---------- Provided data ----------

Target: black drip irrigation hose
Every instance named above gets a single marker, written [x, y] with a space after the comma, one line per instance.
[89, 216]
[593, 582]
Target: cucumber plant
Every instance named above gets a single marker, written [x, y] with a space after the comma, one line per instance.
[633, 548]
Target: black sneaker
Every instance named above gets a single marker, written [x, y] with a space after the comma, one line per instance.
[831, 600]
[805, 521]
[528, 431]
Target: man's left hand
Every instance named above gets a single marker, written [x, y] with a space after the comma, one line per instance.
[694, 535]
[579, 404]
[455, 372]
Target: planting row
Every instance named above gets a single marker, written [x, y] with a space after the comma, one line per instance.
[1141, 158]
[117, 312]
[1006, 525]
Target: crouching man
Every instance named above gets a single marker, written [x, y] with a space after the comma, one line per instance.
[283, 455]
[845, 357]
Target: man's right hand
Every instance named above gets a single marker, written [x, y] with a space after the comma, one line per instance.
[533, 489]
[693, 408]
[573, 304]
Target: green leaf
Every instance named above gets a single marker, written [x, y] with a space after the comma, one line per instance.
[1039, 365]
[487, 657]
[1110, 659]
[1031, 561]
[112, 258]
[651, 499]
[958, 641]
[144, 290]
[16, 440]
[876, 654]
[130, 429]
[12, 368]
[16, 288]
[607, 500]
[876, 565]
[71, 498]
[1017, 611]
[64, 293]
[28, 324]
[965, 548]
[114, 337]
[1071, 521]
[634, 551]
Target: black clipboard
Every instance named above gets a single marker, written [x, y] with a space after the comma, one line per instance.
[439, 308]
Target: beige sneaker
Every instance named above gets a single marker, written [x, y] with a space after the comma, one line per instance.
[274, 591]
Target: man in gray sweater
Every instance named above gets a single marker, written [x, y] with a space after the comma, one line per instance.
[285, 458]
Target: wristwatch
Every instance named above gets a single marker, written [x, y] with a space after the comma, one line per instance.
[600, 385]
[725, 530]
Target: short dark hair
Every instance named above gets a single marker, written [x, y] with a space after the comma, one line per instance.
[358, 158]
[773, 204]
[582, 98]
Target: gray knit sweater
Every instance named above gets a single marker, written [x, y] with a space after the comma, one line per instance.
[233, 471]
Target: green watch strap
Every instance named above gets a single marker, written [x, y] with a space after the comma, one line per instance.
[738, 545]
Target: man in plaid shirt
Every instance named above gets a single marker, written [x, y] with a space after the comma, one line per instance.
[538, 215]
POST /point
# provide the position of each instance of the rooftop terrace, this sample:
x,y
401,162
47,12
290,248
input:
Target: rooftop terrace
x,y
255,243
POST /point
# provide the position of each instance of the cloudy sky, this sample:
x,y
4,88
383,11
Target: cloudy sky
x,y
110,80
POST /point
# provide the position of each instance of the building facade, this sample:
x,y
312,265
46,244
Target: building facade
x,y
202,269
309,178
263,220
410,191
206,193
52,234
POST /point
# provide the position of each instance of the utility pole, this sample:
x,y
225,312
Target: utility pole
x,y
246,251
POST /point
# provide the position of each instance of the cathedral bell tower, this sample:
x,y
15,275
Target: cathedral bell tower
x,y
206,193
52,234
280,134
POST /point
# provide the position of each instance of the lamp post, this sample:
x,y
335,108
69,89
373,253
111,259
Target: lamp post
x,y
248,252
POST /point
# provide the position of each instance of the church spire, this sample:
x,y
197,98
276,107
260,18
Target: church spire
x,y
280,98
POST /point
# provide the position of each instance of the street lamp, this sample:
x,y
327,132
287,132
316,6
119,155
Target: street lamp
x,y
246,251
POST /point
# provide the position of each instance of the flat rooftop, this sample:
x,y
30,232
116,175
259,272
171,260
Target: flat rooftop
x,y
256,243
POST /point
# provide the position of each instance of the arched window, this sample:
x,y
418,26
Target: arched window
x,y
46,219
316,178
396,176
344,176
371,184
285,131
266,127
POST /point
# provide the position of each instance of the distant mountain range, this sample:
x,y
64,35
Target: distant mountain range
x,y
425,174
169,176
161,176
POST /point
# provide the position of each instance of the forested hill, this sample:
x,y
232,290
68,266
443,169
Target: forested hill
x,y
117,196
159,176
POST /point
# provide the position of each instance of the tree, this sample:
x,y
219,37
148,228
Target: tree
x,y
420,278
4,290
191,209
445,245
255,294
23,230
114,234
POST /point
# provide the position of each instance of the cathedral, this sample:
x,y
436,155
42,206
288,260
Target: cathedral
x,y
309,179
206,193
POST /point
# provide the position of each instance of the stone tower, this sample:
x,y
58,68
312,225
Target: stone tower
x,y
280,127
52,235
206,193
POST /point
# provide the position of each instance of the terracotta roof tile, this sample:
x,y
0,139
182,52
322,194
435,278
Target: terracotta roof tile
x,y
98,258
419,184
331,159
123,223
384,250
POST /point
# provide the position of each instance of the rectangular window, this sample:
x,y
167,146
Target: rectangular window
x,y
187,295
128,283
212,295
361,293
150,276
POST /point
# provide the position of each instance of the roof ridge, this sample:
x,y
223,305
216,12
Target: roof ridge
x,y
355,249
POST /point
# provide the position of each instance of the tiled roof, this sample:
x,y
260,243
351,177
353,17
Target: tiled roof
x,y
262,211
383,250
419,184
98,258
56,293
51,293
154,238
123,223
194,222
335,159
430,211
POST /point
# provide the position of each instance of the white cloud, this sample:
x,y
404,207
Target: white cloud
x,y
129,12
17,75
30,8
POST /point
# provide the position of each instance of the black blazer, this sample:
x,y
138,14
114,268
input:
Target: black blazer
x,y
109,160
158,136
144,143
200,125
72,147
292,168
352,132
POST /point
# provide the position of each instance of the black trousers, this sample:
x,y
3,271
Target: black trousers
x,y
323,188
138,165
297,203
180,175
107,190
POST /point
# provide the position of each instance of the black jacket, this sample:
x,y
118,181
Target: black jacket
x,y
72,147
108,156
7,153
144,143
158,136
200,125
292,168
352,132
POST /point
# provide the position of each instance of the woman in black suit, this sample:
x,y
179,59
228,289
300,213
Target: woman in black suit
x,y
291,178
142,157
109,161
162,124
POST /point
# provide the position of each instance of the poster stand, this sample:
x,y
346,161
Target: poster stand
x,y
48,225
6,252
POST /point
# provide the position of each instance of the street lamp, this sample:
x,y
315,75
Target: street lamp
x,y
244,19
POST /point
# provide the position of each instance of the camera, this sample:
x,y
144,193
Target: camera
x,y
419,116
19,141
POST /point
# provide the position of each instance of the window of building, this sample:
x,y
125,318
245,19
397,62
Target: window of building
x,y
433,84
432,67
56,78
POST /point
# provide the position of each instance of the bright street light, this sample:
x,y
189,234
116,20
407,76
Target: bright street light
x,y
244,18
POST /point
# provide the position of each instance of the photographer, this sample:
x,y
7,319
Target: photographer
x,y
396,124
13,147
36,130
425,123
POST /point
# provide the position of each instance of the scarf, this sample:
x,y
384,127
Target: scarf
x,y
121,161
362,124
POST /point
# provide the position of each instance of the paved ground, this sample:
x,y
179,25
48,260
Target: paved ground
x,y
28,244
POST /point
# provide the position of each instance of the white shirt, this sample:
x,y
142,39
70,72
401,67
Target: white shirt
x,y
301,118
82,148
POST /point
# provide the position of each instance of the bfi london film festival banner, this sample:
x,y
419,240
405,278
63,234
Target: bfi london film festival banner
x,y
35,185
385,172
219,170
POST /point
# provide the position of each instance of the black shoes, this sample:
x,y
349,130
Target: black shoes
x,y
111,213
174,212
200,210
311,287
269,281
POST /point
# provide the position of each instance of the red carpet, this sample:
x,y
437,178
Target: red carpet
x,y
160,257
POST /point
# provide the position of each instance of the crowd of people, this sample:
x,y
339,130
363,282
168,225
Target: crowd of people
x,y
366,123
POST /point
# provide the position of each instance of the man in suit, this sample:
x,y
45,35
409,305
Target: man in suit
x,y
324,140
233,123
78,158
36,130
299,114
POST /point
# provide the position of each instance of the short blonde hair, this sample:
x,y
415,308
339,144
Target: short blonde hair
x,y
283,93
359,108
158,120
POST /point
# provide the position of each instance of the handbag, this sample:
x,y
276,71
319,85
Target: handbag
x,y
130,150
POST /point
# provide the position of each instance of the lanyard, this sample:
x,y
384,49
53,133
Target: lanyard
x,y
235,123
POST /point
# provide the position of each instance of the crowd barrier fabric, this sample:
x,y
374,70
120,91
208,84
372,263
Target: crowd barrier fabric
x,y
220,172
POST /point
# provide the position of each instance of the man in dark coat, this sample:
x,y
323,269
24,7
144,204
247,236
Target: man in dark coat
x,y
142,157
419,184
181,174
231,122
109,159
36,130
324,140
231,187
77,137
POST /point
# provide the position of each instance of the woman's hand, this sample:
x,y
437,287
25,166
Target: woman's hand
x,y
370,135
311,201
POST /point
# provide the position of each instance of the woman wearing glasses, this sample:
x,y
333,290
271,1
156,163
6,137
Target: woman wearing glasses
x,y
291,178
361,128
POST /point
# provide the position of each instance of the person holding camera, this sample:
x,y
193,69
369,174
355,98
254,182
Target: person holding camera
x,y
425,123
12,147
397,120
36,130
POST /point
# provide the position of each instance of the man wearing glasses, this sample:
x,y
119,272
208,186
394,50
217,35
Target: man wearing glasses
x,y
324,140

----------

* [Task goal] Start at the line with "Target: handbag" and stop at the end of the records. Write those lines out exactly and add nothing.

* [Output for this exercise]
Target: handbag
x,y
130,150
POST /point
# provide the position of each instance of the lanyard, this sample:
x,y
384,49
53,133
Target: lanyard
x,y
235,123
POST /point
# provide the position of each instance of the crowd barrier fabric, this sample:
x,y
374,70
120,91
208,84
372,263
Target: crowd barrier fabric
x,y
220,172
POST /point
# provide the position of each instance of the man in dark coat, this sample:
x,y
323,269
24,7
144,204
247,236
Target: man in dark coat
x,y
142,157
419,184
181,174
231,122
109,159
36,130
324,140
231,187
77,137
POST /point
# provide the position of each instance of the woman's hand, this sample:
x,y
437,287
25,166
Target: woman's hand
x,y
370,135
311,201
POST /point
# provide the position of each instance of the woman wearing glasses, this sample:
x,y
333,290
271,1
156,163
6,137
Target: woman wearing glasses
x,y
291,178
361,128
POST /point
# provide the position of each instance of the person holding camera, this sample:
x,y
193,69
369,174
355,98
254,182
Target: person holding camera
x,y
425,123
12,147
397,120
36,130
POST /point
# provide the position of each instance of the man wearing glasses, this sample:
x,y
119,272
208,186
394,50
217,35
Target: man wearing glasses
x,y
324,140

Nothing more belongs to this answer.